[Listing]
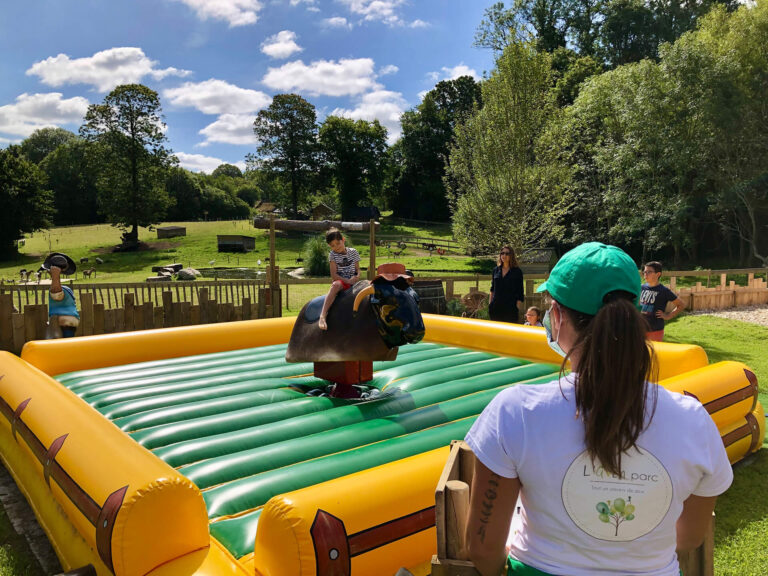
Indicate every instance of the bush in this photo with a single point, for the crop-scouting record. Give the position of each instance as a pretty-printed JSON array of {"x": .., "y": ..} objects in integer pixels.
[{"x": 316, "y": 257}]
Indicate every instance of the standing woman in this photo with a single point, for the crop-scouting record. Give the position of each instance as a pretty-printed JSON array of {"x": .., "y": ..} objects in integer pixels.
[
  {"x": 614, "y": 472},
  {"x": 506, "y": 288}
]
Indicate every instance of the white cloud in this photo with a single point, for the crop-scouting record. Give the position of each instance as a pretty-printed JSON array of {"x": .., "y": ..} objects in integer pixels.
[
  {"x": 458, "y": 71},
  {"x": 382, "y": 11},
  {"x": 311, "y": 4},
  {"x": 337, "y": 22},
  {"x": 201, "y": 163},
  {"x": 388, "y": 69},
  {"x": 235, "y": 12},
  {"x": 104, "y": 70},
  {"x": 382, "y": 105},
  {"x": 324, "y": 77},
  {"x": 217, "y": 97},
  {"x": 230, "y": 129},
  {"x": 281, "y": 45},
  {"x": 33, "y": 111}
]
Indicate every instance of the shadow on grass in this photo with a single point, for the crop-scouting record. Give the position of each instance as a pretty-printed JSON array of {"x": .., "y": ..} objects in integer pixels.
[{"x": 744, "y": 503}]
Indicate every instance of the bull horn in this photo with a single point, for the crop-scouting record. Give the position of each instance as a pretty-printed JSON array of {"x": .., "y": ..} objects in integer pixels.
[{"x": 367, "y": 291}]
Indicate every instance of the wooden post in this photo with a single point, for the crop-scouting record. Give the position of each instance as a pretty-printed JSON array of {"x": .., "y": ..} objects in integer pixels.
[
  {"x": 128, "y": 312},
  {"x": 457, "y": 510},
  {"x": 86, "y": 327},
  {"x": 6, "y": 321},
  {"x": 372, "y": 244},
  {"x": 271, "y": 250}
]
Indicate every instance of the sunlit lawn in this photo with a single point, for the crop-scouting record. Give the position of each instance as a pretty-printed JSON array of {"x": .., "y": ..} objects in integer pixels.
[
  {"x": 741, "y": 534},
  {"x": 198, "y": 249}
]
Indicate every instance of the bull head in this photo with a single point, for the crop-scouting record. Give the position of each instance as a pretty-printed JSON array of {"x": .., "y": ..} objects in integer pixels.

[Task brief] Render all of the records above as a numbered list of their lines, omitting any blank lines and excluding the pictures.

[In response]
1. Indicate every instance of the bush in this photo with a single point, for the crop-scouting record. Give the position of each instance as a pretty-printed JSON array of {"x": .., "y": ..} objects in integer pixels.
2. [{"x": 316, "y": 257}]
3. Indicate every instance of the standing woman in this photo with a single point, for the crop-scouting record. Give the position of each instance as a pretty-printed JSON array of {"x": .., "y": ..} objects in integer pixels.
4. [
5.   {"x": 614, "y": 472},
6.   {"x": 506, "y": 288}
7. ]
8. Indicate every instance of the white cloud in this photo with a single point, for the crop-scouting record. Give the position of each instance as a pretty-printed JSON array of {"x": .., "y": ..} objects in integer pixels.
9. [
10.   {"x": 458, "y": 71},
11.   {"x": 382, "y": 11},
12.   {"x": 311, "y": 4},
13.   {"x": 337, "y": 22},
14.   {"x": 201, "y": 163},
15.   {"x": 388, "y": 69},
16.   {"x": 235, "y": 12},
17.   {"x": 104, "y": 70},
18.   {"x": 382, "y": 105},
19.   {"x": 324, "y": 77},
20.   {"x": 217, "y": 97},
21.   {"x": 230, "y": 129},
22.   {"x": 281, "y": 45},
23.   {"x": 33, "y": 111}
24. ]
25. Indicate every instance of the shadow on grass in this photo with a single point, for the crop-scouting record. Give the position of each instance as a pretty-printed JSON array of {"x": .., "y": ..} objects in integer pixels.
26. [{"x": 744, "y": 503}]
27. Indicate every instance of the bull horn in this photo with a single point, for the crop-scouting record. Give the position of each instance as a pretty-printed JSON array of {"x": .., "y": ..} objects in integer pixels.
28. [{"x": 367, "y": 291}]
29. Indicate every instance of the wooden post in this photo with a single point, for the crop-scouting record. Give the position of each instance as a pretty-printed JSON array of {"x": .., "y": ..} objects in integer pixels.
30. [
31.   {"x": 128, "y": 312},
32.   {"x": 457, "y": 510},
33.   {"x": 86, "y": 327},
34.   {"x": 6, "y": 321},
35.   {"x": 372, "y": 244},
36.   {"x": 271, "y": 250}
37. ]
38. Indicate every instance of the sunlit lawn in this photo with a single point, for the crop-scouting record. Give the position of each instance as a pretty-printed JSON array of {"x": .., "y": ..} objects in integer pixels.
39. [
40.   {"x": 741, "y": 534},
41.   {"x": 198, "y": 249}
42. ]
43. Indicate every instance of the bull head in this photo with a single point, for the crop-scouting record. Give the position of each instance as a pretty-printed JSON array of {"x": .., "y": ..} objects in integer pixels.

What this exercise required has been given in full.